* Task description *
Rewrite all of the data below, changing "each instance" to "every instance" everywhere and leaving everything else as it is. Leave the pictures out of your answer.

(Entries from a dataset)
— Begin —

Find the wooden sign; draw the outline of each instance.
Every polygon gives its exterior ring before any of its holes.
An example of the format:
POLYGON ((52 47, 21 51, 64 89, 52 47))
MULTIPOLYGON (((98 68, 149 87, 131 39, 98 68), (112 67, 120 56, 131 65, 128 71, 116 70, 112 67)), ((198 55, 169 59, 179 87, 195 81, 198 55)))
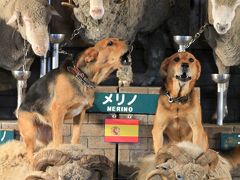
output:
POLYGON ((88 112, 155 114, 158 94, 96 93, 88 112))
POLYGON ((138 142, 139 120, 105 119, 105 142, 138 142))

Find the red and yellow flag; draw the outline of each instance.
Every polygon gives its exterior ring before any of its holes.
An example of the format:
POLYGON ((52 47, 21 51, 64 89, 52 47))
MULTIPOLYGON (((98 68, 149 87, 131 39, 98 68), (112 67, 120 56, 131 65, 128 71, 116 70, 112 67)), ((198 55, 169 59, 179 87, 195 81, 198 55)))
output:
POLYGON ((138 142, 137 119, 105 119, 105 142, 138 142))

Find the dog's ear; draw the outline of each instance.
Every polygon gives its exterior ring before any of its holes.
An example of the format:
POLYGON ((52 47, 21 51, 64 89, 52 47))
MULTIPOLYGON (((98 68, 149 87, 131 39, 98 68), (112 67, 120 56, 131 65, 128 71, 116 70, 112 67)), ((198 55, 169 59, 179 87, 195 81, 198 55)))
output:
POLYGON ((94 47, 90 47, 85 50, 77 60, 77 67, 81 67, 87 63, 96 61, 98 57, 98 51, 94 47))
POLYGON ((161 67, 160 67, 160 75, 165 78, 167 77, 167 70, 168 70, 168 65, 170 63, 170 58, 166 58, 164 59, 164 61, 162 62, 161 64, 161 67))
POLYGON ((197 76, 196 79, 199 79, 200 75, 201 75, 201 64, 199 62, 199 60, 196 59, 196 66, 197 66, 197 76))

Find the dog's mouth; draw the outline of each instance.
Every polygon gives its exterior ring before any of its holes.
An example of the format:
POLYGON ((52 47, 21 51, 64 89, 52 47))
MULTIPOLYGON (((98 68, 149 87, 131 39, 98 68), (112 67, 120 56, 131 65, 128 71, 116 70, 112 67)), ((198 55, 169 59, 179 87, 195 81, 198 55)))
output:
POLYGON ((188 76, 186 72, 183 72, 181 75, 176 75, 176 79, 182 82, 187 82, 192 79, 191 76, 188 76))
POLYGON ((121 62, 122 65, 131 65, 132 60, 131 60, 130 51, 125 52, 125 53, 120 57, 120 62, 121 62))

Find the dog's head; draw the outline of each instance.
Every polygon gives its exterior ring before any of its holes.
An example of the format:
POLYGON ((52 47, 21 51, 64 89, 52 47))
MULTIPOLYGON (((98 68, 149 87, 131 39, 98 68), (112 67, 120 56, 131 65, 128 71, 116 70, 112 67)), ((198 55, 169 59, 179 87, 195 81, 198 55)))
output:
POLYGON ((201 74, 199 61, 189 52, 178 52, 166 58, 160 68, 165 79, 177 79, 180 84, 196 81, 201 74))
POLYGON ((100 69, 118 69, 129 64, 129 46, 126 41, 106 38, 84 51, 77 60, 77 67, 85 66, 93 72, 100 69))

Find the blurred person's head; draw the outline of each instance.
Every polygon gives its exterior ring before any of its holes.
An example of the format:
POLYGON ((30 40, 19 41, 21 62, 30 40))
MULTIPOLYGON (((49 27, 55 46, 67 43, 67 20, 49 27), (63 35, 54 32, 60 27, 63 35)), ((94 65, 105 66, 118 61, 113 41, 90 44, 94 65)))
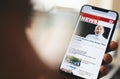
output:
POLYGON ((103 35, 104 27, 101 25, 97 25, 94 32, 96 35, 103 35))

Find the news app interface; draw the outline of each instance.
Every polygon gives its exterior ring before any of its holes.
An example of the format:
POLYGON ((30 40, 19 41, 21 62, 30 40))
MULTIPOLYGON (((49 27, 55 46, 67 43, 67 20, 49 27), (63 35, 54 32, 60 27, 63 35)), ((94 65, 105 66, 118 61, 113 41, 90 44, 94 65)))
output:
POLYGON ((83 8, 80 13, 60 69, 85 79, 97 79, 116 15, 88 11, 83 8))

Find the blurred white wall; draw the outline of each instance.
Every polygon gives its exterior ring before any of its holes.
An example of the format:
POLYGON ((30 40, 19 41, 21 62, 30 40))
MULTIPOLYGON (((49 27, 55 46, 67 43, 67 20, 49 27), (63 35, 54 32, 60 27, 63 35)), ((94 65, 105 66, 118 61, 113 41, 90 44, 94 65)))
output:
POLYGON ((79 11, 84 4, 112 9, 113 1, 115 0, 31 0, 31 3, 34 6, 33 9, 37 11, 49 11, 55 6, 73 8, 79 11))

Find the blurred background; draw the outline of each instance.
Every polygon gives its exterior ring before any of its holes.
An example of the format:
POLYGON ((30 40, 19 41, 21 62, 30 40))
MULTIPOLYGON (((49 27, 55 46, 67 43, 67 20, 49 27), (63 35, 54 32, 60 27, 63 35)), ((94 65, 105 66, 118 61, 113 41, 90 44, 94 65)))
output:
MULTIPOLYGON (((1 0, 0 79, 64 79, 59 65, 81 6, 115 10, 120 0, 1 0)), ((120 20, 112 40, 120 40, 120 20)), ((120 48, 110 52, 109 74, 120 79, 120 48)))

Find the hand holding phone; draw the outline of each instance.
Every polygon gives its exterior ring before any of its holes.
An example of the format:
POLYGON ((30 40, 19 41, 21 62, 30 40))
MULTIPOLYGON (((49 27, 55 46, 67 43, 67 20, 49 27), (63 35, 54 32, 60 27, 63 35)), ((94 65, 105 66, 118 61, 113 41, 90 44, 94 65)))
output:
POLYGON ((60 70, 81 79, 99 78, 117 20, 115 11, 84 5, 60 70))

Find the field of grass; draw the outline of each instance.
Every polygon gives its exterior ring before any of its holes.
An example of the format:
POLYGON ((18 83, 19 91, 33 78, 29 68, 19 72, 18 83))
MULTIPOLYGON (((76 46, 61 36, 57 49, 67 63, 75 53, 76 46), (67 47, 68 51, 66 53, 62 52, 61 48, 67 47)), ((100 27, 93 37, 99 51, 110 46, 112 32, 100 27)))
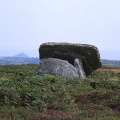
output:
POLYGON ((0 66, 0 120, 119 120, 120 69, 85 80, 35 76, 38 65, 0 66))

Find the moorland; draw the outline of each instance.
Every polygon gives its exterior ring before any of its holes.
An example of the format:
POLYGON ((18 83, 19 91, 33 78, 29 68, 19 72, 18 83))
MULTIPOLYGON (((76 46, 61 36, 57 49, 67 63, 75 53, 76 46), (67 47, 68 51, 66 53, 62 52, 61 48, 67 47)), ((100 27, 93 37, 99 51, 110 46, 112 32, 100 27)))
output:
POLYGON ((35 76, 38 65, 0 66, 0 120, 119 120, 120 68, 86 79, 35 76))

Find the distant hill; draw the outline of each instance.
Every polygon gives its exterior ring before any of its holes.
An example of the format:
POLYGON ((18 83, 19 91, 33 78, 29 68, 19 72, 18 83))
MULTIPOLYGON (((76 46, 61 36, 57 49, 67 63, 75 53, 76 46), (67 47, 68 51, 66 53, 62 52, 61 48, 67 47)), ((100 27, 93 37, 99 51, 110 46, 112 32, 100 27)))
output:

— End —

* Output for this exercise *
Find the wooden sign; draw the outline of every instance.
Every polygon gives its exterior ring before any of its holes.
An example of the format:
POLYGON ((52 47, 21 51, 64 89, 52 47))
MULTIPOLYGON (((98 68, 149 87, 131 39, 98 68), (112 67, 120 56, 131 65, 128 71, 116 70, 112 67)), ((198 55, 169 59, 179 87, 195 81, 198 55)))
output:
POLYGON ((88 112, 155 114, 158 94, 96 93, 88 112))
POLYGON ((138 142, 139 120, 105 119, 105 142, 138 142))

Find the red and yellow flag; draw the outline of every instance.
Every polygon gives its exterior ring before any of its holes.
An example of the format:
POLYGON ((52 47, 21 51, 64 89, 52 47))
MULTIPOLYGON (((98 68, 149 87, 131 39, 98 68), (112 67, 120 56, 131 65, 128 71, 116 70, 112 67)), ((198 55, 169 59, 179 87, 195 81, 198 55)))
output:
POLYGON ((138 142, 137 119, 105 119, 105 142, 138 142))

Find the dog's ear; draw the outline of every instance.
Every polygon gives its exterior ring before any of its holes.
An example of the format:
POLYGON ((52 47, 21 51, 64 89, 52 47))
MULTIPOLYGON (((98 68, 149 87, 131 39, 98 68), (112 67, 120 56, 131 65, 128 71, 116 70, 112 67)), ((198 55, 169 59, 179 87, 195 81, 198 55)))
output:
POLYGON ((94 47, 90 47, 85 50, 77 60, 77 67, 81 67, 87 63, 96 61, 98 57, 98 51, 94 47))
POLYGON ((161 67, 160 67, 160 75, 165 78, 167 77, 167 70, 168 70, 168 65, 170 63, 170 58, 166 58, 164 59, 164 61, 162 62, 161 64, 161 67))
POLYGON ((197 76, 196 79, 199 79, 200 75, 201 75, 201 64, 199 62, 199 60, 196 59, 196 66, 197 66, 197 76))

Find the dog's mouth; draw the outline of every instance.
Every polygon gives its exterior ring before any of its holes.
An example of the format:
POLYGON ((52 47, 21 51, 64 89, 52 47))
MULTIPOLYGON (((98 68, 149 87, 131 39, 98 68), (112 67, 120 56, 131 65, 128 71, 116 70, 112 67)), ((198 55, 169 59, 179 87, 195 81, 198 55)))
output:
POLYGON ((188 76, 186 72, 183 72, 181 75, 176 75, 176 79, 182 82, 187 82, 192 79, 191 76, 188 76))
POLYGON ((121 62, 122 65, 131 65, 132 60, 131 60, 130 51, 125 52, 125 53, 120 57, 120 62, 121 62))

Find the dog's head; draw the outline of every instance.
Every polygon gives its exterior ring before any of its holes.
An example of the format:
POLYGON ((52 47, 21 51, 64 89, 52 47))
MULTIPOLYGON (((98 68, 149 87, 131 39, 98 68), (112 67, 120 56, 131 65, 128 71, 116 70, 112 67)), ((198 55, 169 59, 179 87, 195 81, 198 55)))
output:
POLYGON ((201 74, 199 61, 189 52, 178 52, 166 58, 160 68, 165 79, 177 79, 180 84, 196 81, 201 74))
POLYGON ((100 69, 118 69, 129 64, 129 46, 126 41, 106 38, 84 51, 77 60, 77 67, 85 66, 93 72, 100 69))

Find the blurred person's head; draw the outline of every instance.
Every polygon gives its exterior ring before any of its holes.
An example of the format:
POLYGON ((30 40, 19 41, 21 62, 30 40))
MULTIPOLYGON (((49 27, 55 46, 67 43, 67 20, 49 27), (63 35, 54 32, 60 27, 63 35)), ((94 65, 105 66, 118 61, 113 41, 90 44, 94 65)))
output:
POLYGON ((103 35, 104 27, 101 25, 97 25, 94 32, 96 35, 103 35))

Find the news app interface; draw the outline of every instance.
Every polygon gives its exterior ring before any of its holes.
An example of the format:
POLYGON ((30 40, 19 41, 21 62, 30 40))
MULTIPOLYGON (((49 27, 55 46, 67 43, 67 20, 49 27), (63 35, 54 32, 60 27, 63 35)), ((94 65, 105 66, 118 61, 113 41, 90 44, 94 65)))
output:
POLYGON ((83 8, 80 13, 60 69, 85 79, 97 79, 116 15, 88 11, 83 8))

Find the blurred white wall; draw the outline of every instance.
Every polygon gives its exterior ring before any of its holes.
An example of the format:
POLYGON ((30 40, 19 41, 21 62, 30 40))
MULTIPOLYGON (((49 27, 55 46, 67 43, 67 20, 49 27), (63 35, 54 32, 60 27, 63 35)), ((94 65, 105 66, 118 61, 113 41, 90 44, 94 65)))
output:
POLYGON ((79 11, 84 4, 112 9, 113 1, 115 0, 31 0, 31 3, 34 6, 33 9, 37 11, 49 11, 55 6, 73 8, 79 11))

Find the blurred background; draw the outline of every instance.
Every polygon gives its exterior ring before any of its holes.
An example of the format:
POLYGON ((30 40, 19 41, 21 62, 30 40))
MULTIPOLYGON (((49 27, 55 46, 67 43, 67 20, 49 27), (63 35, 54 32, 60 27, 63 35)), ((94 65, 105 66, 118 61, 113 41, 90 44, 94 65)))
output:
MULTIPOLYGON (((1 0, 0 79, 64 79, 59 65, 81 6, 115 10, 120 0, 1 0)), ((120 20, 112 40, 120 40, 120 20)), ((120 48, 110 52, 109 74, 120 79, 120 48)))

Find the hand holding phone; draw the outline of every instance.
Every polygon gives its exterior ring before any of its holes.
An example of the format:
POLYGON ((30 40, 19 41, 21 62, 30 40))
MULTIPOLYGON (((49 27, 55 46, 67 43, 67 20, 49 27), (63 35, 54 32, 60 27, 63 35)), ((94 65, 105 66, 118 61, 113 41, 90 44, 94 65)))
output:
POLYGON ((60 70, 81 79, 99 78, 117 20, 115 11, 84 5, 60 70))

Find the field of grass; draw the outline of every instance.
Every polygon gives its exterior ring before any of its holes.
An example of the format:
POLYGON ((18 83, 19 91, 33 78, 29 68, 19 72, 18 83))
MULTIPOLYGON (((76 46, 61 36, 57 49, 67 63, 75 53, 76 46), (67 47, 68 51, 66 53, 62 52, 61 48, 67 47)), ((100 27, 93 37, 99 51, 110 46, 112 32, 100 27)))
output:
POLYGON ((0 66, 0 120, 119 120, 120 69, 85 80, 35 76, 38 65, 0 66))

Find the moorland; draw the outline of every instance.
Every polygon gives its exterior ring before any of its holes.
An example of the format:
POLYGON ((18 83, 19 91, 33 78, 29 68, 19 72, 18 83))
MULTIPOLYGON (((76 46, 61 36, 57 49, 67 63, 75 53, 76 46), (67 47, 68 51, 66 53, 62 52, 61 48, 67 47)), ((100 27, 93 37, 99 51, 110 46, 112 32, 100 27)))
output:
POLYGON ((35 76, 38 65, 0 66, 0 120, 119 120, 120 68, 86 79, 35 76))

Find the distant hill; draw the outline of every instance.
Every polygon gives its exterior ring before any of its holes.
An example of the format:
POLYGON ((18 83, 19 91, 33 78, 29 68, 19 72, 18 83))
MULTIPOLYGON (((76 46, 61 36, 57 49, 67 63, 75 53, 76 46), (67 47, 68 51, 66 53, 62 52, 61 48, 67 47)), ((100 27, 93 37, 99 51, 110 46, 112 32, 100 27)))
output:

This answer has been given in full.